Altman does the safety dance too. But he knows which lines, if crossed, close doors instead of opening them.

The enterprise reality check

This matters because the current market valuations of frontier AI companies cannot be supported by enterprise customers alone.

Yes, enterprise clients have money. But enterprise AI adoption is not like consumer subscriptions where you flip a switch and millions of users are running Mythos and Fable on self-serve.

The companies that will actually deploy these models at scale are the same handful of names: Nvidia, Amazon, Microsoft. Within these companies, access is not universal either. Not every team at Google gets to use Claude. Not every division at Amazon can spin up Fable or GPT-5.6 on demand.

The Goldman Sachs case is the most telling. Anthropic spent six months embedding engineers on-site to integrate Claude agents into Goldman’s accounting, compliance, and operational finance workflows. The cost of that go-to-market was enormous. And even after all that, usage is not open-ended — Goldman’s Hong Kong operations still cannot access Claude due to compliance restrictions.

* Problems to solve
- A) Please sum up the passage on enterprise AI adoption in two sentences.
- B) According to the passage on enterprise AI adoption, what keeps Goldman's Hong Kong operations from accessing Claude?
- C) Write the next paragraph of the passage on enterprise AI adoption, following on from its final sentence.

* Data items
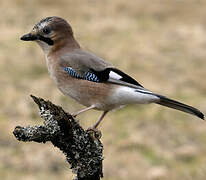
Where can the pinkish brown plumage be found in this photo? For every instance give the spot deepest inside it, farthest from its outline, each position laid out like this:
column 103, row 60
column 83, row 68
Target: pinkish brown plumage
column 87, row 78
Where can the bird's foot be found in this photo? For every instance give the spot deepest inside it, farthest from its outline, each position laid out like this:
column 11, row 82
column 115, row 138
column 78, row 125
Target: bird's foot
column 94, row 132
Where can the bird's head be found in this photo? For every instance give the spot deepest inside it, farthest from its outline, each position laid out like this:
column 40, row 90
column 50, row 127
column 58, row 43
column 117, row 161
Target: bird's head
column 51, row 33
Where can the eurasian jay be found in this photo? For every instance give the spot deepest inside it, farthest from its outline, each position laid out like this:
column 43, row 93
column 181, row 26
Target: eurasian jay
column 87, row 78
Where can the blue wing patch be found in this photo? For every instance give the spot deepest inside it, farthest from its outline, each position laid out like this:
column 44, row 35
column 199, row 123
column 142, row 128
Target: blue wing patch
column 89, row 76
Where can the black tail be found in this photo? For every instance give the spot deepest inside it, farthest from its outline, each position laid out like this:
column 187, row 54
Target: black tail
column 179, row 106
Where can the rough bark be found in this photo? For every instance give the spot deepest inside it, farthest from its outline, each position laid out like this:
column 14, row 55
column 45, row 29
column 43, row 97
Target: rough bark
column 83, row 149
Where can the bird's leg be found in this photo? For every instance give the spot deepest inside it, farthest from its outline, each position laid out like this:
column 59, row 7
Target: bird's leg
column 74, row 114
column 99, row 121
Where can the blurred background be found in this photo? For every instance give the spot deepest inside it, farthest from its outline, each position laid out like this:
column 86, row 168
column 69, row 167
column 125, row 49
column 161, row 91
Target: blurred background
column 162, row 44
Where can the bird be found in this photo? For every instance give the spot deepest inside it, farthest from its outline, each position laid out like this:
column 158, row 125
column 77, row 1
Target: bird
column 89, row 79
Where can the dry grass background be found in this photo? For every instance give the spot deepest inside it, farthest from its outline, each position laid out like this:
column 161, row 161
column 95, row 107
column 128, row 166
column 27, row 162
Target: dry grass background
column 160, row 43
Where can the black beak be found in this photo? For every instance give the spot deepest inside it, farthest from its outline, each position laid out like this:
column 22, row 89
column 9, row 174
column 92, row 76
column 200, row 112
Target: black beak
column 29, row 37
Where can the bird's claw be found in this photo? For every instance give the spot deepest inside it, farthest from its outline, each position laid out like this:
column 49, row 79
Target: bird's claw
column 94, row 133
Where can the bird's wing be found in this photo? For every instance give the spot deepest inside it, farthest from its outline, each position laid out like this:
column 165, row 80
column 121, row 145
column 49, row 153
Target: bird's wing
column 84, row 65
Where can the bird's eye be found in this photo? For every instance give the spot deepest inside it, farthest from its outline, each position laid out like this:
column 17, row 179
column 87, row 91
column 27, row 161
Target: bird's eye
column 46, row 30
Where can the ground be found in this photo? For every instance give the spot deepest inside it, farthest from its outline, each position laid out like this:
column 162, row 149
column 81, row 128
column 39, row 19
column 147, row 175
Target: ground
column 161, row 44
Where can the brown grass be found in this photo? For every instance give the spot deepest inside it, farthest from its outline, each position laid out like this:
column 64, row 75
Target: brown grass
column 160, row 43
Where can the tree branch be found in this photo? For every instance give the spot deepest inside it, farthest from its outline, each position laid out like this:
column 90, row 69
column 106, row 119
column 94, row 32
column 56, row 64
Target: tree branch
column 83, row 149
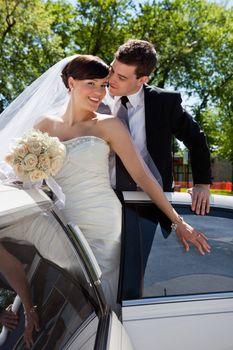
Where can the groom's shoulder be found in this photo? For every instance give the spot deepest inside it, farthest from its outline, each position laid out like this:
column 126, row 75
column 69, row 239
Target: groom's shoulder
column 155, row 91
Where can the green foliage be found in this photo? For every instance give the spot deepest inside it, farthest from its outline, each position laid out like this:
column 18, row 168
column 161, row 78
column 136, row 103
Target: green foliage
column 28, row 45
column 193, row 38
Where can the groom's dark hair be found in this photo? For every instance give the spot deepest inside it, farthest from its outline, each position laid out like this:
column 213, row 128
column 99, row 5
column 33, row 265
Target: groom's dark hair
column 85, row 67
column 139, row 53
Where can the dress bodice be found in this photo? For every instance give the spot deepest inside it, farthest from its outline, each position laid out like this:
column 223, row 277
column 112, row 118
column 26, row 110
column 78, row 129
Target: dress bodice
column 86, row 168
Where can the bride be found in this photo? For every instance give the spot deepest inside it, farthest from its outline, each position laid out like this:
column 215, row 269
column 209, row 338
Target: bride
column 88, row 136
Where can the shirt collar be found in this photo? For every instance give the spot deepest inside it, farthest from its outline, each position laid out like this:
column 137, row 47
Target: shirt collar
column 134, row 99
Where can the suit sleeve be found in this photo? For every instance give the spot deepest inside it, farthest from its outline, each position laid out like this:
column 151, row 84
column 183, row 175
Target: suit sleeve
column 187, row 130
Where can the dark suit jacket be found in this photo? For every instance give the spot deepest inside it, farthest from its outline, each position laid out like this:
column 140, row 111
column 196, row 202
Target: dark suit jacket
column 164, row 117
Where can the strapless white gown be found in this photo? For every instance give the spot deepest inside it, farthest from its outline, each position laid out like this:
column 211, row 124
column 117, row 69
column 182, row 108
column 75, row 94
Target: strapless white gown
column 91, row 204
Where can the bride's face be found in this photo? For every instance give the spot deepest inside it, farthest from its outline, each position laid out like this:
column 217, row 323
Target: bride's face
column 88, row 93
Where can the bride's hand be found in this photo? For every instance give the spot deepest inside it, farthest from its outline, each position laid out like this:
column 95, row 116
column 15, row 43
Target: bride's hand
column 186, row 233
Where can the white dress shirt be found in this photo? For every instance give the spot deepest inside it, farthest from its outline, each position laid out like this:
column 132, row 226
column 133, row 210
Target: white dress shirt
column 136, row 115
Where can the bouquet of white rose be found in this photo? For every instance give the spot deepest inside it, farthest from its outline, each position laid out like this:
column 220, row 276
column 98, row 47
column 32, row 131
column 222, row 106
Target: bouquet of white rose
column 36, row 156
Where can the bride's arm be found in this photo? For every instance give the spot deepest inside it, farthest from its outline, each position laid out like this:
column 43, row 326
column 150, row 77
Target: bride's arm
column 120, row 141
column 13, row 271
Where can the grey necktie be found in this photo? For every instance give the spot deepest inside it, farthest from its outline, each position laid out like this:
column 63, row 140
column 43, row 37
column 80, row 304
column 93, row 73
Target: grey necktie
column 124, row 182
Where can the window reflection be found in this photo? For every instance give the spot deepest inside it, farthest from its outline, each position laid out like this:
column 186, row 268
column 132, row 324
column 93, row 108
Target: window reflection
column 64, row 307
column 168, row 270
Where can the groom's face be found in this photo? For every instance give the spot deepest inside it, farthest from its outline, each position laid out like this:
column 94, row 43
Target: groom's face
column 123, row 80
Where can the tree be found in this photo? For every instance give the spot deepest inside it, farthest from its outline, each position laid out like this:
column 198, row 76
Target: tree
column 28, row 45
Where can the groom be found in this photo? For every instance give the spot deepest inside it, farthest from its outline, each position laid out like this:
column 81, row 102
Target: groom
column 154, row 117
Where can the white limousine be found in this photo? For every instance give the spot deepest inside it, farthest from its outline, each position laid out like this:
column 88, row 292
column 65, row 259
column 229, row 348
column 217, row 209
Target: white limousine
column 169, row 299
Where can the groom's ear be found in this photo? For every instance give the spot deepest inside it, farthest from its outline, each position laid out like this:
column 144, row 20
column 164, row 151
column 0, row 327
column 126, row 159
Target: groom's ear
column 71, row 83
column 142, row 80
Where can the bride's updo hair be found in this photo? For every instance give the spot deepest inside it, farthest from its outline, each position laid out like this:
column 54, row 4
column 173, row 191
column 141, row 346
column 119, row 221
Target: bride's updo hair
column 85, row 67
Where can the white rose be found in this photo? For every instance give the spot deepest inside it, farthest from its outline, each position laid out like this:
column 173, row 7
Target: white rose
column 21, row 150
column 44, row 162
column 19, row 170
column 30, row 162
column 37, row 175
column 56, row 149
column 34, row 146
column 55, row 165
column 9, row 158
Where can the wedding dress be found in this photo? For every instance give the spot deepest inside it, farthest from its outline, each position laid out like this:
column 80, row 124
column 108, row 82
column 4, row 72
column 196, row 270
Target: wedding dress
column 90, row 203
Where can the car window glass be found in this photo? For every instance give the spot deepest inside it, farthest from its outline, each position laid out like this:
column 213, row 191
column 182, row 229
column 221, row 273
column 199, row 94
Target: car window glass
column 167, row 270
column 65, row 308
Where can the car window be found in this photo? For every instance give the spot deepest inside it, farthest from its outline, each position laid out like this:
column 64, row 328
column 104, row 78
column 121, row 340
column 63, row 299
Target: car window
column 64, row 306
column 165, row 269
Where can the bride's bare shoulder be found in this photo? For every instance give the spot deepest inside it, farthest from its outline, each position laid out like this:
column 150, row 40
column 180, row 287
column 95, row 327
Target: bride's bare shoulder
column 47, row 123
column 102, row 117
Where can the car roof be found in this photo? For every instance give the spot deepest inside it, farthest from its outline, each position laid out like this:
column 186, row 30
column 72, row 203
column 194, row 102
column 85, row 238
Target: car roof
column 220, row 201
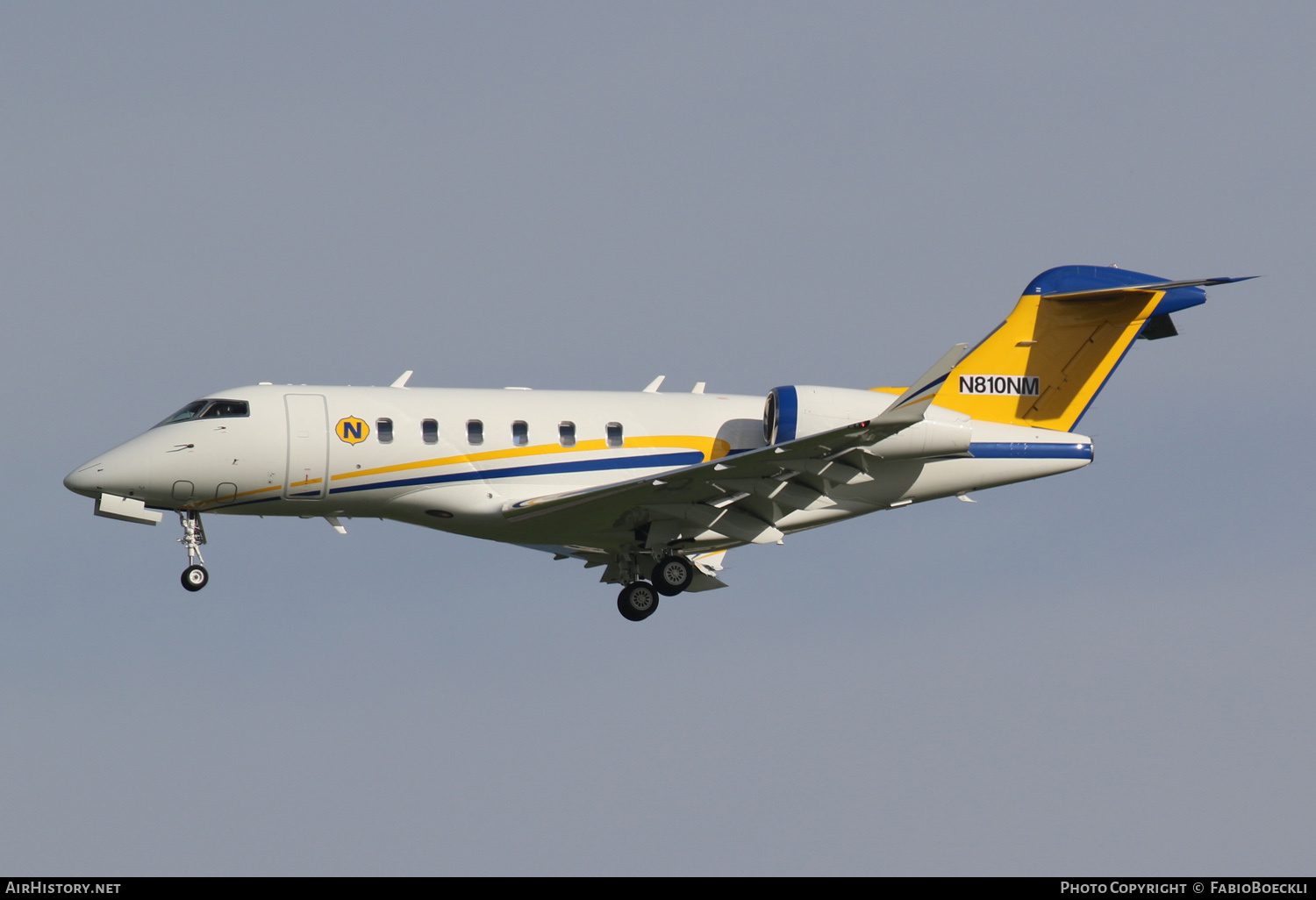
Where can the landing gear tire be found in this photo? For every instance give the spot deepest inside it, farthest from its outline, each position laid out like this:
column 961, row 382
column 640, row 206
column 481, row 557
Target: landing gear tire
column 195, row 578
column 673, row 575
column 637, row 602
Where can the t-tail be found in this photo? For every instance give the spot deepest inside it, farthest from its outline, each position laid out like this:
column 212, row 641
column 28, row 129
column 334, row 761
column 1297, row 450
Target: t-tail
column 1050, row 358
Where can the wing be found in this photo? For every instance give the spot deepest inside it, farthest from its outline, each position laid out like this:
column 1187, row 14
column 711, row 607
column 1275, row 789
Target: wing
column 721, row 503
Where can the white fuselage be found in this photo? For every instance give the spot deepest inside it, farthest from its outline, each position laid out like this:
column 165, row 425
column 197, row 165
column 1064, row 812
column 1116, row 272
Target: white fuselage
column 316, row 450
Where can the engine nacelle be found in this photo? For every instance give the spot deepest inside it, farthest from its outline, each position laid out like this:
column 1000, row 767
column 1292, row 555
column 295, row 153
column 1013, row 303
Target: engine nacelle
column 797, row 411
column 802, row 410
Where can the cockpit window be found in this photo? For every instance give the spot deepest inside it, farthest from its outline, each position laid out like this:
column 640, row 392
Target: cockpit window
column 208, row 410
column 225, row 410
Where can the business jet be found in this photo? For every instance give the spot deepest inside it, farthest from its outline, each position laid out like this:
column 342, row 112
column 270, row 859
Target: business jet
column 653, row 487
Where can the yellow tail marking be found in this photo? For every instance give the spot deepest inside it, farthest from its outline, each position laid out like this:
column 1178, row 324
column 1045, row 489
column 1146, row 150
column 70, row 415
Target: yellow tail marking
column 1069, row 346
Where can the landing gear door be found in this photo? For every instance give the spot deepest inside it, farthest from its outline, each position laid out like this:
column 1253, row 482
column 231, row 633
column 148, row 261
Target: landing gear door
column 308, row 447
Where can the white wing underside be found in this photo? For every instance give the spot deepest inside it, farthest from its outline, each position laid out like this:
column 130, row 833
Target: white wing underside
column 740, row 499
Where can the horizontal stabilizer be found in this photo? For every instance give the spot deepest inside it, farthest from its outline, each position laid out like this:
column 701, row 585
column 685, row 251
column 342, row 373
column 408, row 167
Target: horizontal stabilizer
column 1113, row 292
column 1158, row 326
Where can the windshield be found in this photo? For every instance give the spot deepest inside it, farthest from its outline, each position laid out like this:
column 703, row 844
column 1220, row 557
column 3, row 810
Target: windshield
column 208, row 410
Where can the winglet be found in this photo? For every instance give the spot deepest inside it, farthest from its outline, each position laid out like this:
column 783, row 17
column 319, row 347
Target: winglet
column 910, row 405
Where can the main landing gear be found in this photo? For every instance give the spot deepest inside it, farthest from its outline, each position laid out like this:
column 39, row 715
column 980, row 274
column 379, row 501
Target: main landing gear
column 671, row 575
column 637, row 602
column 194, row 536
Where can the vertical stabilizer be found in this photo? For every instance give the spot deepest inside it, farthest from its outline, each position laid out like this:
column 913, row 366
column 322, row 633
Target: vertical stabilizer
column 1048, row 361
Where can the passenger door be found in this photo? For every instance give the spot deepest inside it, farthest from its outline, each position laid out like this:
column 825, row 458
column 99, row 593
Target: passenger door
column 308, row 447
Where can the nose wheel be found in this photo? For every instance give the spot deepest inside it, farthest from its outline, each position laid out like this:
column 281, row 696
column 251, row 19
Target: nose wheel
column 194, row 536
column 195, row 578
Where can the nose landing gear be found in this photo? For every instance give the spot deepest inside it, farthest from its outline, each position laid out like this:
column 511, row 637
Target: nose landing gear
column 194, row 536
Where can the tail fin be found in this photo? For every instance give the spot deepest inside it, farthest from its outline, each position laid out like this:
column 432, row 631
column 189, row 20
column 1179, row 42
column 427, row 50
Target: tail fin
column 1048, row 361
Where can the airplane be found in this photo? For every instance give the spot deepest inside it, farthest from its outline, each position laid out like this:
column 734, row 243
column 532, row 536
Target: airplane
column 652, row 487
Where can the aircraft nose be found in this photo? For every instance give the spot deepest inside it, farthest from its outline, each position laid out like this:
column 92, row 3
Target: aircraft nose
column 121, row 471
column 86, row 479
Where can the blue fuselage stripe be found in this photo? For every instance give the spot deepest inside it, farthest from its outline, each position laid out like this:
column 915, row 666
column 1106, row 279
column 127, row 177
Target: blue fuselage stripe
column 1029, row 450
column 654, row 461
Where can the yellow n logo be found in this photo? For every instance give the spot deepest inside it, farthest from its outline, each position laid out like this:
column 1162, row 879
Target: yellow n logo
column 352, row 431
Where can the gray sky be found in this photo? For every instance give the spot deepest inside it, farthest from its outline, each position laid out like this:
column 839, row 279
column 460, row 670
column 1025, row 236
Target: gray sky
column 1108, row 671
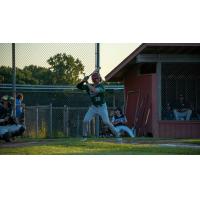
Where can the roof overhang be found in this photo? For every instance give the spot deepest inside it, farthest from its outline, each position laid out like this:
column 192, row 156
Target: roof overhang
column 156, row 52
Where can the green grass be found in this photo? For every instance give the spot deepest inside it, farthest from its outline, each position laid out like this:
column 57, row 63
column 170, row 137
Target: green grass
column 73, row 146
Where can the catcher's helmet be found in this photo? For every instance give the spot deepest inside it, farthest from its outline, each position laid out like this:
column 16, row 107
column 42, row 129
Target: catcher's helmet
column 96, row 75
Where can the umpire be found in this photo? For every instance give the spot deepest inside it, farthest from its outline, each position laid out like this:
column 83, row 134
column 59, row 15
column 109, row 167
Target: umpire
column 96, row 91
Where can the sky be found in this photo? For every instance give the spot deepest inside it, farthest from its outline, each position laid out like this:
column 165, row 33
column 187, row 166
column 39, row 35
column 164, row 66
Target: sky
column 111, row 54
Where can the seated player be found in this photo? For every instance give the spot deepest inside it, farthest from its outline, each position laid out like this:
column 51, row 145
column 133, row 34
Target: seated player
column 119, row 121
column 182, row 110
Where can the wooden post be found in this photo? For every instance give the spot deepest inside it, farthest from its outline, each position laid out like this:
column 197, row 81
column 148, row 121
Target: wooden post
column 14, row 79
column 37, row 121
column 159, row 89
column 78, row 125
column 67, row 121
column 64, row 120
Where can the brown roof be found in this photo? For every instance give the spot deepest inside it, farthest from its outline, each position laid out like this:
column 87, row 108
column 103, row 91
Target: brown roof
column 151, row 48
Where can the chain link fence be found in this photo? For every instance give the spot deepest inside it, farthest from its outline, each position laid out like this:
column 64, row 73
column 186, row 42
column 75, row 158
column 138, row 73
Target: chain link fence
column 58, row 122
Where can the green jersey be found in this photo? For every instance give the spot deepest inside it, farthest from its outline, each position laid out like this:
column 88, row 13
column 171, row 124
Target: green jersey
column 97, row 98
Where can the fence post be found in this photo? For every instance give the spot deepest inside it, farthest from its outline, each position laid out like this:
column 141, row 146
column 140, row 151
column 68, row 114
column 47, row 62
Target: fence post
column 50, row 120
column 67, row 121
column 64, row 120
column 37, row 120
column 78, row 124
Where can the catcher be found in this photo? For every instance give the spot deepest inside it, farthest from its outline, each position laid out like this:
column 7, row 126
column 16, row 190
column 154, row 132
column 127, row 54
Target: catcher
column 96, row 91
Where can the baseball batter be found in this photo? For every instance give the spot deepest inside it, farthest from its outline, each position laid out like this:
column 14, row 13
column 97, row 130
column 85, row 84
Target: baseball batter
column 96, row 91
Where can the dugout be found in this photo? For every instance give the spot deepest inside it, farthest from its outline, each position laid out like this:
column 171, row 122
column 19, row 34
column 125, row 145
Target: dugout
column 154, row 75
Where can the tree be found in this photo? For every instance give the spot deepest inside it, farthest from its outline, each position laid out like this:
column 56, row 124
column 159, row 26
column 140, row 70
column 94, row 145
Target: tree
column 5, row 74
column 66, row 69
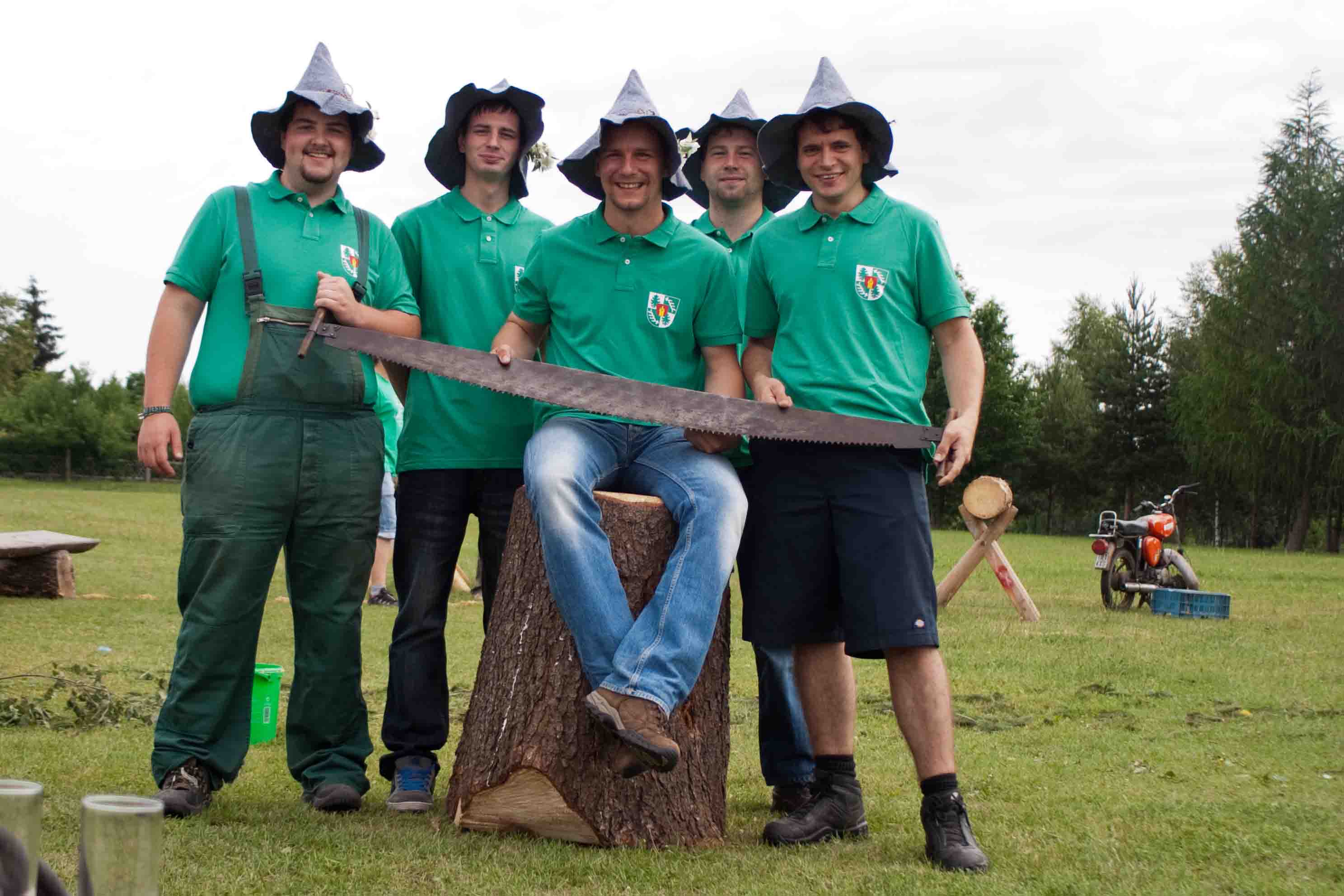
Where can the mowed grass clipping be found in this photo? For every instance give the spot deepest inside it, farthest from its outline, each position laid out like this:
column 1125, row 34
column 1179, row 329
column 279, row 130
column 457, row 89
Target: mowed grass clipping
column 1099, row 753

* Task-by-task answers
- A) The current valuations of frontier AI companies cannot be supported by enterprise customers alone, since enterprise adoption does not work like consumer subscriptions and large-scale deployment comes from a handful of companies where access is not universal. In the Goldman Sachs case, Anthropic spent six months embedding engineers on-site at enormous cost, yet Goldman's Hong Kong operations still cannot access Claude due to compliance restrictions.

- B) Compliance restrictions.

- C)
For established workflows, the integration can justify itself. But when a department wants to experiment — run an ad-hoc research query, prototype a quick internal tool — the process is a different story. Budget requests, procurement approvals, OA system sign-offs, layer after layer. They need a clearly defined deliverable just to justify the API call. Even at a tech company, if you are on Amazon’s customer support team, the sales team, or the market analysis team, being an Amazon employee does not automatically mean you get access.

Large enterprises do not operate on impulse. You cannot just decide one morning to build an app or run a quick analysis and expect to have GPT-5.6 at your fingertips.

Yet under this policy framework, only large enterprises can get government clearance in the first place.

The Scaling Law story is fraying

Take Goldman Sachs again. Goldman is an American company, but its business is global. If only U.S.-based operations can use the most advanced models, does that actually improve Goldman’s global productivity? That is an open question — and not an easy one to answer optimistically.

When internal access requires navigating complex regulatory requirements and approval layers, the practical scope of model usage and API quotas will inevitably shrink. And when usage shrinks, the entire Scaling Law narrative — the idea that performance keeps improving predictably with more compute and data, and that this improvement justifies ever-larger investments — starts to lose coherence.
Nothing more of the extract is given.